MENAI BRIDGE: THE IRISH DAILY MAIL FROM EUSTON ENTERING THE TUBULAR BRIDGE (1898) 38″ (24 fps).
Glorious view of the express train going across the famous Britannia tubular bridge across the Menai Strait in North Wales.
    AA: A train going into a tunnel and another train emerging from it on the parallel rails.

WARSHIPS AT SUNSET (1900) 22″ (30 fps).
View of four warships cruising with a superimposed “sunset”. It’s possible that this “day for night” print was intended to be coloured.
    AA: At sea: a tracking shot, a travelling arrière photographed from the ship's stern.

AMANN THE GREAT IMPERSONATOR (1899) 38″ (20 fps).
The famous quick-change artist Ludwig Amann impersonates Emile Zola and Alfred Dreyfus.
    AA: Another Fregolinade: the quick-change artist's lightning-fast impersonations.

60 mm

[PRESTWYCH PLATFORM SCENE] (c.1900) 47″ (16 fps).
Unidentified 60 mm film directly taken from a 68 mm negative – probably shot at Wood Green station in north London around 1900. The man walking along the platform must be known to the cameraman and may be a British pioneer filmmaker, but we are still working on identifying him.
    AA: Another train arriving on a station. There is also yet another train arriving. Low contrast.

DATASET EXCERPT:
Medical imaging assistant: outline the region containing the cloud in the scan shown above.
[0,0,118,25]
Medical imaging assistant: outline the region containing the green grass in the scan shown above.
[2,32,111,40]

PROMPT A:
Does each statement agree with the film catalog? Answer yes or no for each, and quote the catalog's deciding words exactly.
(i) Warships at Sunset is listed at 30 fps.
(ii) The Prestwych platform scene was probably shot at Euston station.
(iii) The man walking along the platform has been identified.
PROMPT B:
Resume the film catalog from where it stops.
The material on this page was taken from a separate source.

ANSWER AREA A:
(i) Yes: "WARSHIPS AT SUNSET (1900) 22″ (30 fps)."
(ii) No: "probably shot at Wood Green station in north London around 1900"
(iii) No: "we are still working on identifying him."

ANSWER AREA B:
FAT OX 1897. CAR OF THE ‘SHE-CATS’ – THE HATS (1897) 1′ (10 fps).
prod: Gaumont Company.
A contender for the most bizarrely named film in the BFI National Archive, Car of the ‘She-Cats’ was one of several scenes filmed by Gaumont of the “Promenade du Boeuf gras”, part of the famous Paris carnival, a centuries-old “mardi gras”celebration held in February.
    AA: There is much to see in this lively record of the mardi gras party.

VIENNA STREET SCENE (1896) 42″ (14 fps).
prod: Gaumont Company.
A typical early street scene taken by the Gaumont Company using the Demenÿ 60 mm system, which gave excellent resolution and registration, and allowed for more projection light.
    AA: Heavy traffic in Vienna.

Unique Nitrates

PANORAMA OF POMPEII (1901) 345 ft., 6′ (16 fps).
prod: Warwick Trading Company.
A 360-degree pan of the ruins at Pompeii with Vesuvius in the background. The film was one of a series taken by Charles Urban and George Albert Smith for the Warwick Trading Company on a tour of Italy.
    AA: An impressive 360 degree pan. Smoke emerges from the Vesuvius. Sheep graze in the meadow. Another pan takes us 360 degrees in reverse. Stern ladies. Excavation workers. Very low contrast. The volcanic Etna: intrepid visitors scale the volcano. There are sedan chairs for the distinguished visitors. Very low contrast.

FUN ON A CLOTHESLINE (1897) 75 ft, 1’15” (16 fps).
dir: Robert W. Paul.
A nitrate that had never been duplicated from the BFI’s collection, listed with a “given” title, [Gypsy Camp Drama], and dated 1896, turned out to be one of my “most wanted” lost R. W. Paul films. Fun on a Clothesline, from 1897, stars Harry Lamore, the famous slack-wire walker.
    AA: One of the earliest comedies in film history, simple tightrope-walking acrobatic fun on a clothesline. Bryony revealed that the man sporting a beard on the left is probably R. W. Paul himself.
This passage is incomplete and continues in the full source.